ABOUT THIS EXERCISE:
Using the listing below, work out the number of lines in which "lanyard" appears; return only that figure.

DATA IN THIS EXERCISE:

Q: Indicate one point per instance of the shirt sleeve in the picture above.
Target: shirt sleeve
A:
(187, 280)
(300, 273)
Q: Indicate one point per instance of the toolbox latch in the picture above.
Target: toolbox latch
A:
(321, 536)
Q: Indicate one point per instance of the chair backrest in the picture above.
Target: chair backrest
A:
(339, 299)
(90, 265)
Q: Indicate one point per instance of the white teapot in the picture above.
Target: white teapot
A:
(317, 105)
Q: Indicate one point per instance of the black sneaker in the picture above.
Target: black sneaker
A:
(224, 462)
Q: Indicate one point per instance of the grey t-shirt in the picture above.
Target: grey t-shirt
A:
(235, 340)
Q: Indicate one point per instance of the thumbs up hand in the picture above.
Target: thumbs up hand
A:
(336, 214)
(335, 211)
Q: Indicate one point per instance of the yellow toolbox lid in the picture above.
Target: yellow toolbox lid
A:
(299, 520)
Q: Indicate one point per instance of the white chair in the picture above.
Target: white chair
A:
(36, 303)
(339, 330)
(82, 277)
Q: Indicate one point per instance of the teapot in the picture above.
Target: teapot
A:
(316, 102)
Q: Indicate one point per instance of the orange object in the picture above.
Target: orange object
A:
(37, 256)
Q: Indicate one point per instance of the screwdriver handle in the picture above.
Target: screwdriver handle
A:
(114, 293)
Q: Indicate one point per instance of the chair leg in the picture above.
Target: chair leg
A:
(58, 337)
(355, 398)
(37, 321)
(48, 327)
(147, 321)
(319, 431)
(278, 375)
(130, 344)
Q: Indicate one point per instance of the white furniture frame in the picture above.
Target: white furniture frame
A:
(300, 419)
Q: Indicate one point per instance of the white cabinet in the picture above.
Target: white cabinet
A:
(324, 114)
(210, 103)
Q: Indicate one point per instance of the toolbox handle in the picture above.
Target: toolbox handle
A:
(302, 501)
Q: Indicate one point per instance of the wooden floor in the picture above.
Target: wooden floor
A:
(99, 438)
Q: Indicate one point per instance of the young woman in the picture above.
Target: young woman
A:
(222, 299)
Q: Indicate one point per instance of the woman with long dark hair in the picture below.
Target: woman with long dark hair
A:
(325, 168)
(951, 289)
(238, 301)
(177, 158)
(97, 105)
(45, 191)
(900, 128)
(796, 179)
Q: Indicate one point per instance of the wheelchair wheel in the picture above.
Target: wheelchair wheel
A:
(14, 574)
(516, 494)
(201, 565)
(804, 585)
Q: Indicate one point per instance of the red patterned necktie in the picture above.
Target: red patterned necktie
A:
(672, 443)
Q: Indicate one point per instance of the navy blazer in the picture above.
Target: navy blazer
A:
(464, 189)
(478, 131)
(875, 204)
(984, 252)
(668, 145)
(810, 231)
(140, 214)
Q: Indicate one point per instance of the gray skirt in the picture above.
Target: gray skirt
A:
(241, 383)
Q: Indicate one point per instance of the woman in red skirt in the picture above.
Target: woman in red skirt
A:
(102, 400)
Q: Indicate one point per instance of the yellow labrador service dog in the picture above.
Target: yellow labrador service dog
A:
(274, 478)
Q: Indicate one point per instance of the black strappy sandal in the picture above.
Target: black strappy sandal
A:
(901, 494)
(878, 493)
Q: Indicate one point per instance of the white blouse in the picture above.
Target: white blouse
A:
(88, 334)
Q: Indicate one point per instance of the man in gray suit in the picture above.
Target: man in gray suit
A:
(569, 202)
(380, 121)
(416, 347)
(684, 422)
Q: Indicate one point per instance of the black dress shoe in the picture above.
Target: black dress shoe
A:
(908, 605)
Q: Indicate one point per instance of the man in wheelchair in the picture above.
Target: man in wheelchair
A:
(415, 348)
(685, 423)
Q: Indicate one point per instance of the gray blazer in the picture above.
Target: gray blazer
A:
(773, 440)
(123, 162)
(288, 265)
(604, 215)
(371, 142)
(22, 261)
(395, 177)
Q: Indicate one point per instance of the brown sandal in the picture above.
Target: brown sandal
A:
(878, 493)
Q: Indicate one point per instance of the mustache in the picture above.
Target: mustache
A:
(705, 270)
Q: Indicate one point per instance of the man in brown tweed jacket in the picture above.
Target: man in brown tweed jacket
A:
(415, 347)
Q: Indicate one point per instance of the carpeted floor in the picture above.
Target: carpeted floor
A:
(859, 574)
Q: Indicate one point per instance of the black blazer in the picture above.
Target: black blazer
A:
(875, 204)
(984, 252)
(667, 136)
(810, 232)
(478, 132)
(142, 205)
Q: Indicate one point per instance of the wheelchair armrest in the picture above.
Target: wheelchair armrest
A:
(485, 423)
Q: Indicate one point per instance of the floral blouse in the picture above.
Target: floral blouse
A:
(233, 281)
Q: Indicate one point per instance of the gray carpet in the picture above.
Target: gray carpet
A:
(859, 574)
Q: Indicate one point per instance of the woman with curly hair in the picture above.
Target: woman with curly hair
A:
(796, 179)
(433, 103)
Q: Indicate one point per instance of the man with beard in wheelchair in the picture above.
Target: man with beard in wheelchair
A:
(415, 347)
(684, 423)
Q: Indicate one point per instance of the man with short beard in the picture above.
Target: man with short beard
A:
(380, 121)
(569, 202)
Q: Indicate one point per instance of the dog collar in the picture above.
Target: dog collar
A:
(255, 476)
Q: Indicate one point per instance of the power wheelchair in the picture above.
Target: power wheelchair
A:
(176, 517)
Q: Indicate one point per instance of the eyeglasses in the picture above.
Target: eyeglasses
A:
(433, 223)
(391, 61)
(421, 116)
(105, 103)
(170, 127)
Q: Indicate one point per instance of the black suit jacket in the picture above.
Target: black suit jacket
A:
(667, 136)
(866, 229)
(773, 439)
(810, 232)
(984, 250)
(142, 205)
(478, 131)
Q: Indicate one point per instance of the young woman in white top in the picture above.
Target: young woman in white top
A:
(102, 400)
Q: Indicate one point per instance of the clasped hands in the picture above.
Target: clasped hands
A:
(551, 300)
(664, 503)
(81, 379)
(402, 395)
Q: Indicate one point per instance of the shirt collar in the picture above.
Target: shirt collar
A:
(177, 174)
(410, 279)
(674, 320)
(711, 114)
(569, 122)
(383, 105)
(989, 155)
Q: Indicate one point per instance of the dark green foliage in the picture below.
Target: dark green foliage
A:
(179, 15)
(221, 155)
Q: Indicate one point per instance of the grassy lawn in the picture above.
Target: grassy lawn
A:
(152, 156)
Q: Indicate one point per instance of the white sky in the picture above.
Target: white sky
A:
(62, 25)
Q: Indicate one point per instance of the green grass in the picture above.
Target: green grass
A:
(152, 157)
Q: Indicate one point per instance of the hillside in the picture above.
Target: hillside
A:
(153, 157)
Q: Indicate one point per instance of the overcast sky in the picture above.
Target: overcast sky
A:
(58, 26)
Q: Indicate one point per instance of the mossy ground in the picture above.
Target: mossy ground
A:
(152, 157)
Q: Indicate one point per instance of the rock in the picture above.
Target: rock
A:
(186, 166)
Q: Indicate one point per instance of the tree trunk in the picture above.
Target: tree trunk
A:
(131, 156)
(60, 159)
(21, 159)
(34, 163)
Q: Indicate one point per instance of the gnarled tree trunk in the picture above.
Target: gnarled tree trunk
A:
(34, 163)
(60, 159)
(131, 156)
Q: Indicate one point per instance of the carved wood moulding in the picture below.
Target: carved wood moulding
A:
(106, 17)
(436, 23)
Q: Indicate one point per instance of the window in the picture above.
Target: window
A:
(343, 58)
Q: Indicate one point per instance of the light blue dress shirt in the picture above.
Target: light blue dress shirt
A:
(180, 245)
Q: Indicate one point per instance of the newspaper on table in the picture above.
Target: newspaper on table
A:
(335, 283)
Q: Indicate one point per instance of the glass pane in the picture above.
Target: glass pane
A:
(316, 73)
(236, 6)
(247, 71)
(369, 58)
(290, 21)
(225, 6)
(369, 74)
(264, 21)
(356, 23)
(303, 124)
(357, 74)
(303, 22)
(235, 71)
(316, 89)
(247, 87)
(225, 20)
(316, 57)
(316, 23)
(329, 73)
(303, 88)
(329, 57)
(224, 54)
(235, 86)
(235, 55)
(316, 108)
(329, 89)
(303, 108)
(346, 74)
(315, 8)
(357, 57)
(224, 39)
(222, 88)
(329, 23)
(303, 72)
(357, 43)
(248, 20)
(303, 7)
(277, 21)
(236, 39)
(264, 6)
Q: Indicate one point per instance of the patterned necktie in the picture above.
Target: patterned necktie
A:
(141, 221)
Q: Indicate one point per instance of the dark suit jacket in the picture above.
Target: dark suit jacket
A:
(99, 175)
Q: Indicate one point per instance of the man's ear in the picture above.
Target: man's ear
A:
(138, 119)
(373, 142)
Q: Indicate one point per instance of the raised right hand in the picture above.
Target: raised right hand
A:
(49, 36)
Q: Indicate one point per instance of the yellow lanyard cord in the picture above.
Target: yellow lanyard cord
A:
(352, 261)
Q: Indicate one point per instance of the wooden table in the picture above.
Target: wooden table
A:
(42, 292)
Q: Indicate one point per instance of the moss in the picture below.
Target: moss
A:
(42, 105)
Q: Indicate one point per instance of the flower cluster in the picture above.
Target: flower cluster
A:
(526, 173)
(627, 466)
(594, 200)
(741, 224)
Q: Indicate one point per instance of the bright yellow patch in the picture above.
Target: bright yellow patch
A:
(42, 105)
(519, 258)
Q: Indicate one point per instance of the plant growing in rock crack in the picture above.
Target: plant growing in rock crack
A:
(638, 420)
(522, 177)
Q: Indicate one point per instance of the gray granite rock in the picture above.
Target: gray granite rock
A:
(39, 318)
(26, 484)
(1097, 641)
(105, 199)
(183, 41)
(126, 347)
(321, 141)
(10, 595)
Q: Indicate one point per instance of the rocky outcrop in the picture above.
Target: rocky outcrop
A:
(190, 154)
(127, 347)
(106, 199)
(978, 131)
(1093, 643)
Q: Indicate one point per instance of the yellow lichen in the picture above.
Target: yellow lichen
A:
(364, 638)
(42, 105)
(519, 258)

WORKED SOLUTION:
2